Request:
In the material below, copy out verbatim the lines from the one with "Every <instance> describes" up to and including the one with "box: [0, 190, 478, 319]".

[Available data Boundary: Start]

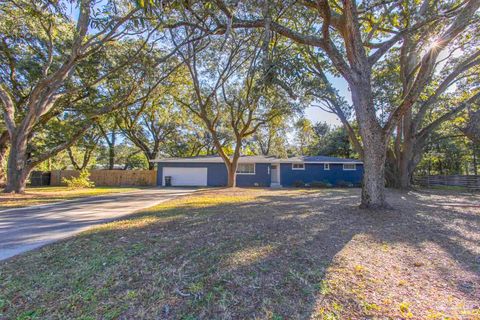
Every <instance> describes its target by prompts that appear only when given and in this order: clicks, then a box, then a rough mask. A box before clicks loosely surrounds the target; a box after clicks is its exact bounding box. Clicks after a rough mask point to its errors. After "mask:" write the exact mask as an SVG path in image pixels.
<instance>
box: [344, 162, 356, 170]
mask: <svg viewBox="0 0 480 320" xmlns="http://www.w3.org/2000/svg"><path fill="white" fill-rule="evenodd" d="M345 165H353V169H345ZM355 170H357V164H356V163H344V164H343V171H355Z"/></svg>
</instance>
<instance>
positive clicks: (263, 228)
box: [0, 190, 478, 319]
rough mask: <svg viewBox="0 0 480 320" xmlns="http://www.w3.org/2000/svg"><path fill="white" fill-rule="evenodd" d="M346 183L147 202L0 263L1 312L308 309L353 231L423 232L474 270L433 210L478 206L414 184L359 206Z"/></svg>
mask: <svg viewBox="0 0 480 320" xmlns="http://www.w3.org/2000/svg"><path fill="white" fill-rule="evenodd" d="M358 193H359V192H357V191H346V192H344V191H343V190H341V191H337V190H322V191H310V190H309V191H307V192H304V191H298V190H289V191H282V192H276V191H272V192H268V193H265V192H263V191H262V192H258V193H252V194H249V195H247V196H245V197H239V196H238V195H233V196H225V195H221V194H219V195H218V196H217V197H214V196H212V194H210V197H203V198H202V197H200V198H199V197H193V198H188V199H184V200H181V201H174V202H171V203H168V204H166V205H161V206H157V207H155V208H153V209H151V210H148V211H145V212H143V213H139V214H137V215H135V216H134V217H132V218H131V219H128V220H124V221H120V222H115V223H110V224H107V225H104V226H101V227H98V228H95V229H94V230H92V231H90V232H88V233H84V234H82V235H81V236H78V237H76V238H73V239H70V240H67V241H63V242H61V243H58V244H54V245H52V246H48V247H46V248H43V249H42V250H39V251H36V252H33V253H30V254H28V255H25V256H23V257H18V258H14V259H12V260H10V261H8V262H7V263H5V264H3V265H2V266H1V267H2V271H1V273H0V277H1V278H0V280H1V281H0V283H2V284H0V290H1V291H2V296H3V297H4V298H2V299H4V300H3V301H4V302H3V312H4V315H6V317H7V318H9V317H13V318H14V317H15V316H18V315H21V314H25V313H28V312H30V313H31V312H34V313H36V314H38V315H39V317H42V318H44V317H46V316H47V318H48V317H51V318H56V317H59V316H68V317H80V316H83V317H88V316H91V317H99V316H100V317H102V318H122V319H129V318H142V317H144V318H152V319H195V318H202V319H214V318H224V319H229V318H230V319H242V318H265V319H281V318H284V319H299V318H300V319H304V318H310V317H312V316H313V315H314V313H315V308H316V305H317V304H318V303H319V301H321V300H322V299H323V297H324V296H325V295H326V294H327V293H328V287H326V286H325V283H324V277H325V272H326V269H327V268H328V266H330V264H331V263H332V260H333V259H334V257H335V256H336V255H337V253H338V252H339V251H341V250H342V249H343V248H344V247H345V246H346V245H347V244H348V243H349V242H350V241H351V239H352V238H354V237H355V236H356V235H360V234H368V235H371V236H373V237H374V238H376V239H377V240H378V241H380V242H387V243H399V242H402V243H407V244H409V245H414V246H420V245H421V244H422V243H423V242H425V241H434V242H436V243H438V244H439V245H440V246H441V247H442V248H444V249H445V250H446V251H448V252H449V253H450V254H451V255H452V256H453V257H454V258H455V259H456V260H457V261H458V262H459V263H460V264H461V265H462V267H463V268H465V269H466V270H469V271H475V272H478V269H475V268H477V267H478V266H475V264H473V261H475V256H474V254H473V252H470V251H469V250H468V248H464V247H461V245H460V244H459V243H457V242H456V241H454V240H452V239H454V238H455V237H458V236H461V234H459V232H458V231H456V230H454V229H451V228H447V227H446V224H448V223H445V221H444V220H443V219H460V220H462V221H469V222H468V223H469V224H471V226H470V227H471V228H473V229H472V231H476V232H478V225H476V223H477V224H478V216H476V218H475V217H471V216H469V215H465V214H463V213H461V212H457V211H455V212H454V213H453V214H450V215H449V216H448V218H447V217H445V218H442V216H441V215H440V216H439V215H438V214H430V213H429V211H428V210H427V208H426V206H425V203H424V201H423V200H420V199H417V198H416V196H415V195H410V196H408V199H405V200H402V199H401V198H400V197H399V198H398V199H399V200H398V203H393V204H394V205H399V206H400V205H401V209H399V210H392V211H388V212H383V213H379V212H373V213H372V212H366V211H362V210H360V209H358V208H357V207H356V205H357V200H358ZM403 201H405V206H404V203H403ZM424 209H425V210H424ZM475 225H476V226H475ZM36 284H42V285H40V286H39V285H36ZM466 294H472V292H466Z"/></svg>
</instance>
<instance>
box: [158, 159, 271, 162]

[Available data Boundary: End]
[Available data Boundary: Start]

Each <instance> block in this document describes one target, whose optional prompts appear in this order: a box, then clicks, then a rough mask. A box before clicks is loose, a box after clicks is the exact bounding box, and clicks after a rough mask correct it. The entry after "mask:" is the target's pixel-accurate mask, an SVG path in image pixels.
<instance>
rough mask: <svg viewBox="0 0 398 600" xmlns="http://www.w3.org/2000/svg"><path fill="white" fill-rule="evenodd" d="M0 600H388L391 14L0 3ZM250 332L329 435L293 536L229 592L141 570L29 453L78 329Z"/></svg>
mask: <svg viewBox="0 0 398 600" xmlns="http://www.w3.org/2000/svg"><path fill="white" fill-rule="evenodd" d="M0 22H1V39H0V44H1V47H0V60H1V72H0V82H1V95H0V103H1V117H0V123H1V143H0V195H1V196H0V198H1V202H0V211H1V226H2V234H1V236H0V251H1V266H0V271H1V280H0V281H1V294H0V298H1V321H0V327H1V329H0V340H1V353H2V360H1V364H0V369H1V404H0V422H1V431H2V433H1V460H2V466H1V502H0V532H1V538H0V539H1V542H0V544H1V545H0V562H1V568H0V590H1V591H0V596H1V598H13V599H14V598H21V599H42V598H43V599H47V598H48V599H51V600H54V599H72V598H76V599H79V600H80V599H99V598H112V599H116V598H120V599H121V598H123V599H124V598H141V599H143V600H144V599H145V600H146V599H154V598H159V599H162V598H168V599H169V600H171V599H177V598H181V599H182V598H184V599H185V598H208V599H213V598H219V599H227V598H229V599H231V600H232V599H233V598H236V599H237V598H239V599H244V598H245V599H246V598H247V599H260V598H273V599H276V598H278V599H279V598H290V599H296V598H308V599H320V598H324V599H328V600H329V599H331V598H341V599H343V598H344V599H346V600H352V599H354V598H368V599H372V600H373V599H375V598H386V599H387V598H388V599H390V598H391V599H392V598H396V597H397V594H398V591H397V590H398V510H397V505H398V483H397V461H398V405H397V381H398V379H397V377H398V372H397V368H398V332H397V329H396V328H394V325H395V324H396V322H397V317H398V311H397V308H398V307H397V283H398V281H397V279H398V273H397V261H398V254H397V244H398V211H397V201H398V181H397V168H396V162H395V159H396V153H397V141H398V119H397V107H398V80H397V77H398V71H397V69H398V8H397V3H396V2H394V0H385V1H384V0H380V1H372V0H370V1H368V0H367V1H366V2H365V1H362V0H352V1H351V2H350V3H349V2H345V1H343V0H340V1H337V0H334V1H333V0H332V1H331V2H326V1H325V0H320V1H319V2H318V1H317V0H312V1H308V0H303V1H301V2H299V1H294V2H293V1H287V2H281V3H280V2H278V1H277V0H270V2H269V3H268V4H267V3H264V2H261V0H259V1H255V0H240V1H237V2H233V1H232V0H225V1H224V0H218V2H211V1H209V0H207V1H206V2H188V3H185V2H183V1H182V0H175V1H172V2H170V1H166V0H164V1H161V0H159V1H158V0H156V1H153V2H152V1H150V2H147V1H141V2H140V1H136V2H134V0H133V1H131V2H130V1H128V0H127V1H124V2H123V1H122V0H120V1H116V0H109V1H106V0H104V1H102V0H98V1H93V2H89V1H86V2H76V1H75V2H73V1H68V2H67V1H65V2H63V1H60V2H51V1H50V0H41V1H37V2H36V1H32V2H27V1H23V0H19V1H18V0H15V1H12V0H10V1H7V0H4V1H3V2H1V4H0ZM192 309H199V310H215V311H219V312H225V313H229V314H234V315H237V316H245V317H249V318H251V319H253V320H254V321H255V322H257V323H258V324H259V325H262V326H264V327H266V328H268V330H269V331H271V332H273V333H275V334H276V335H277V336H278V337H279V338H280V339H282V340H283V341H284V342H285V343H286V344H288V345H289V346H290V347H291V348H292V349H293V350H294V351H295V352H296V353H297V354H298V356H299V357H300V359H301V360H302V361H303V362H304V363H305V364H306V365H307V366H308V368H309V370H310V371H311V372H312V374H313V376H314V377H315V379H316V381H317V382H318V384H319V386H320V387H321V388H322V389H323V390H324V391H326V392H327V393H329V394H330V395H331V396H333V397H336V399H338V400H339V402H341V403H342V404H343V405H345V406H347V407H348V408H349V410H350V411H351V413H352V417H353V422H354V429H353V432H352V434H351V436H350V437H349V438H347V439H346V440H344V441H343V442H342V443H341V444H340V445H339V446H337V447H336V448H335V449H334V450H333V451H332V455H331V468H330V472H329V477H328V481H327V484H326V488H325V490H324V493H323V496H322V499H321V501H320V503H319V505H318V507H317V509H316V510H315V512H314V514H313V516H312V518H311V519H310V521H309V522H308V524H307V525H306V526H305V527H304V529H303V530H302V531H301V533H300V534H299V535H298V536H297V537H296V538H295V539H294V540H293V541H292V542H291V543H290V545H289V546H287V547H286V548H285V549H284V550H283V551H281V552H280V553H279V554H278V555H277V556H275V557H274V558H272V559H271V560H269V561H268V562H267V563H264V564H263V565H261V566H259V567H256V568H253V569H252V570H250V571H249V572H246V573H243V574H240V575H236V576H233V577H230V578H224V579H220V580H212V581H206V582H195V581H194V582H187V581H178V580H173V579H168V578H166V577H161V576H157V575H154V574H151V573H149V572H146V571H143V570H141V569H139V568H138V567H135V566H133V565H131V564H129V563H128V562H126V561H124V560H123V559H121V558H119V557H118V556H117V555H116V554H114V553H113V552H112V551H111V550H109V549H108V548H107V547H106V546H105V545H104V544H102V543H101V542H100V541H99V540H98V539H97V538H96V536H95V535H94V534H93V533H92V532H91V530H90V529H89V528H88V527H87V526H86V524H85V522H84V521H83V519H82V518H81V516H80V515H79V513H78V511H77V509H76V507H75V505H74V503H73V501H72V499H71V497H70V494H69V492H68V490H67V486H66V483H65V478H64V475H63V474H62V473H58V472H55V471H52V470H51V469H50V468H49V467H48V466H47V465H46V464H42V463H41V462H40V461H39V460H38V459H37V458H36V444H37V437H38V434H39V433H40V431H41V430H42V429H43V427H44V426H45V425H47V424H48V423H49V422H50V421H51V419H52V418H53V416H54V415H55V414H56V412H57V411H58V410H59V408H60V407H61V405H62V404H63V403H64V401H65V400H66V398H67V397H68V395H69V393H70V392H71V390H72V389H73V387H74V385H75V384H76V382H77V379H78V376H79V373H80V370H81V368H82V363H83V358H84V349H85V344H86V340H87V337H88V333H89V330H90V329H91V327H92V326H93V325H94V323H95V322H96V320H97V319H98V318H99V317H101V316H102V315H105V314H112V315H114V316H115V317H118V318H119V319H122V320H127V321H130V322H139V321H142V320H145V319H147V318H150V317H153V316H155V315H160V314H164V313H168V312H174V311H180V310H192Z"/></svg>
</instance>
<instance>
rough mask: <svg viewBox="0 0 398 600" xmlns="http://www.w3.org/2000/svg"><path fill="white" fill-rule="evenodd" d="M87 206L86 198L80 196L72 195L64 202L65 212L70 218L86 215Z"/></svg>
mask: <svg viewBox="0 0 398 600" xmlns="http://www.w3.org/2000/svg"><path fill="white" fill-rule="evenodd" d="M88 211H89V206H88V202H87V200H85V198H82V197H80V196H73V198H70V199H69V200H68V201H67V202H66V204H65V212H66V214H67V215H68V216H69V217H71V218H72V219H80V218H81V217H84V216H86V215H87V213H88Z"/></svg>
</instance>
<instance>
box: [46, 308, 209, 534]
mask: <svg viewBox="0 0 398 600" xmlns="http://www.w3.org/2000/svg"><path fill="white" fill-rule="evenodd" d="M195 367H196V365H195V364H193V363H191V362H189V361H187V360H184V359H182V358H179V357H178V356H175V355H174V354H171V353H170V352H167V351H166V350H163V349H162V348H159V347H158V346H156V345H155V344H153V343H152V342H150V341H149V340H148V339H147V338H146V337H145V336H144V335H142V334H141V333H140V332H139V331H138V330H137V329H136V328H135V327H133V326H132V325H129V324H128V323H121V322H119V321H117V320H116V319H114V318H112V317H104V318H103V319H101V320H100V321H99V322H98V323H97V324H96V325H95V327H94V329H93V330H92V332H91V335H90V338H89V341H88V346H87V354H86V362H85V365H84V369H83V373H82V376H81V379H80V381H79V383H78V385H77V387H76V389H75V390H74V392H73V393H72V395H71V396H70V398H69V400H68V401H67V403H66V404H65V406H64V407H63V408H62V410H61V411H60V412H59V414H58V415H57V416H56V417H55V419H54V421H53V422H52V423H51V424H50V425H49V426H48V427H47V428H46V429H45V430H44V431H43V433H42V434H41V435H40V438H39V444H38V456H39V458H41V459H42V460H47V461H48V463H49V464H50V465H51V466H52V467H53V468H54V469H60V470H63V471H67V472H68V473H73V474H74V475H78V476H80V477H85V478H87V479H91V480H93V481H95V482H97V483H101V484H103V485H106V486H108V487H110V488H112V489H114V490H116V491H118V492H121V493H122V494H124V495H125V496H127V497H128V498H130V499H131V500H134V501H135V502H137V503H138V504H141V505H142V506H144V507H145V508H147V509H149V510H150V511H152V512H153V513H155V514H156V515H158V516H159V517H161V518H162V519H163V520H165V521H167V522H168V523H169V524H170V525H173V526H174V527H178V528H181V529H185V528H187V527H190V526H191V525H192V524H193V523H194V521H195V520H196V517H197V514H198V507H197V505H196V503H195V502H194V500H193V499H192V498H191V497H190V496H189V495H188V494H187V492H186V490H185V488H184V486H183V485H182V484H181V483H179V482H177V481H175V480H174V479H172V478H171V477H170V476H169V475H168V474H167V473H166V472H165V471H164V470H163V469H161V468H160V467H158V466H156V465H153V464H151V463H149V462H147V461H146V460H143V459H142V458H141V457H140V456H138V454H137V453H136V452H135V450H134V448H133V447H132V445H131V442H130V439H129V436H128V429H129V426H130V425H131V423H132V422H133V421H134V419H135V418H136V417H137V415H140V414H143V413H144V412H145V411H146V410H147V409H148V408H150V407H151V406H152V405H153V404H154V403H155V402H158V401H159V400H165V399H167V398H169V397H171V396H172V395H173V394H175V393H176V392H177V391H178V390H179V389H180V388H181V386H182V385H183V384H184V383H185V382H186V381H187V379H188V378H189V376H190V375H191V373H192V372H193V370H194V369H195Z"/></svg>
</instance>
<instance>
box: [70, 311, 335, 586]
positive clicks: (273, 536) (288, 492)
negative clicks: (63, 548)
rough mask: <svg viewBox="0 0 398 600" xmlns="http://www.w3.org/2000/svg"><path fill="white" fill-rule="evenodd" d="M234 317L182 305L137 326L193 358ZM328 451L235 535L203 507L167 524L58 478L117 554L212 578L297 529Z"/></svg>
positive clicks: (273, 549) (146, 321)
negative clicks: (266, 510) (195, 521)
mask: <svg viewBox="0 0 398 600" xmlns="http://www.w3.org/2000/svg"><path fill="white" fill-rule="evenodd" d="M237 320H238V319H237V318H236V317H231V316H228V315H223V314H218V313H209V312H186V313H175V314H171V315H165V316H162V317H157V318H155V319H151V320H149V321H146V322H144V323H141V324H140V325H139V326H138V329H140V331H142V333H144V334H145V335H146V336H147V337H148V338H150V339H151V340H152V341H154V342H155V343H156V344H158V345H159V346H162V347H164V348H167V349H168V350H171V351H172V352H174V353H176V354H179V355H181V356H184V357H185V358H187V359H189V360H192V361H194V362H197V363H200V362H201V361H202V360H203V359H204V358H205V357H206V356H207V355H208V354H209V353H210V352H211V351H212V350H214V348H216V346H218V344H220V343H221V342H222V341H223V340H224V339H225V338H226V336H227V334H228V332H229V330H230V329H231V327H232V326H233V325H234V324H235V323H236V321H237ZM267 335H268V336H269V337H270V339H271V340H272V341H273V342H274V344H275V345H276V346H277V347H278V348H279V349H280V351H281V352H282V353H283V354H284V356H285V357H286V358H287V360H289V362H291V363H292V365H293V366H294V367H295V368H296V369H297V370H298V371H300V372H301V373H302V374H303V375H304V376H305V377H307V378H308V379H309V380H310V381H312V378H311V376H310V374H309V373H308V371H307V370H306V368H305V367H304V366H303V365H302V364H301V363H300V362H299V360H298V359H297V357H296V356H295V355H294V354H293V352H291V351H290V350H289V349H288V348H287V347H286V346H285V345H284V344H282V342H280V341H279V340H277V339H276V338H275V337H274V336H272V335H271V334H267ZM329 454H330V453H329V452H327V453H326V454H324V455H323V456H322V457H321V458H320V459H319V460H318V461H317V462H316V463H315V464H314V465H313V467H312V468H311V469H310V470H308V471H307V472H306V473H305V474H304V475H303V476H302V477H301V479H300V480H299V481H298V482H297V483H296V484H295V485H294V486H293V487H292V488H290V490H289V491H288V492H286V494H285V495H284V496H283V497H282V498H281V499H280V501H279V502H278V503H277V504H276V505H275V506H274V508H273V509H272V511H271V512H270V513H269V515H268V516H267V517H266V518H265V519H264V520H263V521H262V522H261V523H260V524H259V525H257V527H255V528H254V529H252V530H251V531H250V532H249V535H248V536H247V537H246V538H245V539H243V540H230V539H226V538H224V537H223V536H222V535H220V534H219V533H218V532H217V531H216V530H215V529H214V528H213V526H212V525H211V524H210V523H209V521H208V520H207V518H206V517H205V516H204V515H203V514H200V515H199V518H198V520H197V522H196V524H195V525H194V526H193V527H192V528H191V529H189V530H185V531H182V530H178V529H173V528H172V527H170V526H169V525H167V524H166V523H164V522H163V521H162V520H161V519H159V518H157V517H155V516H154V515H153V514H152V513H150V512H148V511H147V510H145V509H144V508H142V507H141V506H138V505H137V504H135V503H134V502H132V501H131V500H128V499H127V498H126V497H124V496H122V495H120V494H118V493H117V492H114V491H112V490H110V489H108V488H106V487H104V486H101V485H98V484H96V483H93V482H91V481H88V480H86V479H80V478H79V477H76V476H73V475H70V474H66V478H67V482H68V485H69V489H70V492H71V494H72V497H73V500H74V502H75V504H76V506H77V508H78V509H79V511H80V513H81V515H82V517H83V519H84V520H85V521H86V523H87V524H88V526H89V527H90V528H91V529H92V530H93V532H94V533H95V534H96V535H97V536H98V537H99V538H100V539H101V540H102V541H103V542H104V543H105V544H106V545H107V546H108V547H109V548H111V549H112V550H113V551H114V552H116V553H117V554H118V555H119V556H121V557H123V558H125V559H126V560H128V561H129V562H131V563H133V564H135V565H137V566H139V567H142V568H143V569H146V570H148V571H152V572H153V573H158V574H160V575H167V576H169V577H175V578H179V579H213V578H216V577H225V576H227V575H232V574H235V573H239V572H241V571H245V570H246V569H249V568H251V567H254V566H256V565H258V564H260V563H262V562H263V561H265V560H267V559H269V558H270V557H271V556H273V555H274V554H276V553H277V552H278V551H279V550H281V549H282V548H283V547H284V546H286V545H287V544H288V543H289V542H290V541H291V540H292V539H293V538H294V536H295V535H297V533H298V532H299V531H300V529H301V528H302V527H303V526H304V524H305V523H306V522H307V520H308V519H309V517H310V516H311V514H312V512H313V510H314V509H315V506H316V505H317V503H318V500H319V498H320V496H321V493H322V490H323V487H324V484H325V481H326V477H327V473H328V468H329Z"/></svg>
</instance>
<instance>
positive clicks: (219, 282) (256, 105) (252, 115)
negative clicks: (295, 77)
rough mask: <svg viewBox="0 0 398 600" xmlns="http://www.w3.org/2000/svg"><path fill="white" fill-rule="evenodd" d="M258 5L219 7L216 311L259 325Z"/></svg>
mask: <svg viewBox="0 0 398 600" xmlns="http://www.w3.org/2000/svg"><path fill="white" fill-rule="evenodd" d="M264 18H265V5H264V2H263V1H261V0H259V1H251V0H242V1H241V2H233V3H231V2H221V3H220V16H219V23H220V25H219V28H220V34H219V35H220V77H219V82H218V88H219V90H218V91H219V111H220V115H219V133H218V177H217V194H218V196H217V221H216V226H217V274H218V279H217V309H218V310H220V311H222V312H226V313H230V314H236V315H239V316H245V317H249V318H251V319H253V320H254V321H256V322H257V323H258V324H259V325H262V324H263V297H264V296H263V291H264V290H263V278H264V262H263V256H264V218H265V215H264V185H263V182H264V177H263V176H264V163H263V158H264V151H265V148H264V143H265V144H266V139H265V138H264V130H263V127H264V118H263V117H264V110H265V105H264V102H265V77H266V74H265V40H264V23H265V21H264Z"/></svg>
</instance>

[Available data Boundary: End]
[Available data Boundary: Start]

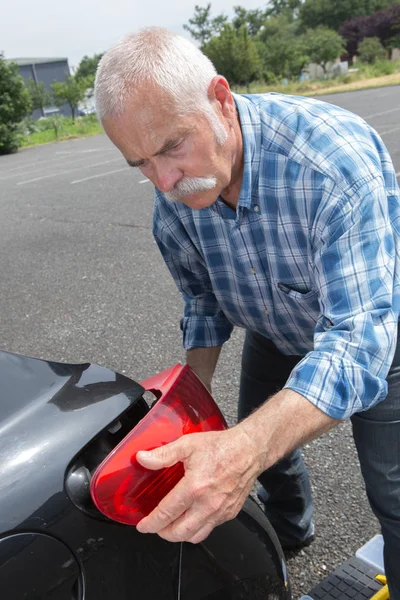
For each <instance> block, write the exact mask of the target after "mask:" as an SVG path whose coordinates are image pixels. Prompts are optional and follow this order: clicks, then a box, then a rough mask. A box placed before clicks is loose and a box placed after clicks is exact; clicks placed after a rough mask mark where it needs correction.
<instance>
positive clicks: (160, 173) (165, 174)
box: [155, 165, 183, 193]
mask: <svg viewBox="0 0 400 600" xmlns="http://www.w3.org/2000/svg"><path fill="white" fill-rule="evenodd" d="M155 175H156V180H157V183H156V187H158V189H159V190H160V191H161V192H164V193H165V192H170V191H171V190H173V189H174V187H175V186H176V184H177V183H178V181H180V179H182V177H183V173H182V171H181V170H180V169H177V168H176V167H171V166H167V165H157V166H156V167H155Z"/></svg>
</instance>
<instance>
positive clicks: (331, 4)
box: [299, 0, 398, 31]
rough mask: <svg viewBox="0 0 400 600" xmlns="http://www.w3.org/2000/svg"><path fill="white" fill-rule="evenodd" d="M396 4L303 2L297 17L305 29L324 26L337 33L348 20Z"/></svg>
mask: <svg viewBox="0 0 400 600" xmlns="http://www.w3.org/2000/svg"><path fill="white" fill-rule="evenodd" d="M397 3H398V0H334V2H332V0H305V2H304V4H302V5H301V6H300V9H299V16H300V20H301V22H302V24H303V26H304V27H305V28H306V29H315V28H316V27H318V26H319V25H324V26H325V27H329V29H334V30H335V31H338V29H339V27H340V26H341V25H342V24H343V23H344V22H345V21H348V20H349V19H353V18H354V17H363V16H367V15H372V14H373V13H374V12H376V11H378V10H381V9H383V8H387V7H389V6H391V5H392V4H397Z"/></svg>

[Available data Boundary: End]

Written response:
Every <instance> describes its target by prompts that appear only when given and in this order: clicks, then a box, then a rough mask. A box before clicks loosely surrounds the target; a box after clicks is its exact bounding box. Clicks after a rough mask point to its errors. After "mask:" write the exact mask as an SVG path in image pixels.
<instance>
box: [344, 162, 356, 170]
mask: <svg viewBox="0 0 480 320" xmlns="http://www.w3.org/2000/svg"><path fill="white" fill-rule="evenodd" d="M345 165H353V169H345ZM355 170H357V164H356V163H344V164H343V171H355Z"/></svg>
</instance>
<instance>
positive clicks: (263, 228)
box: [0, 190, 478, 319]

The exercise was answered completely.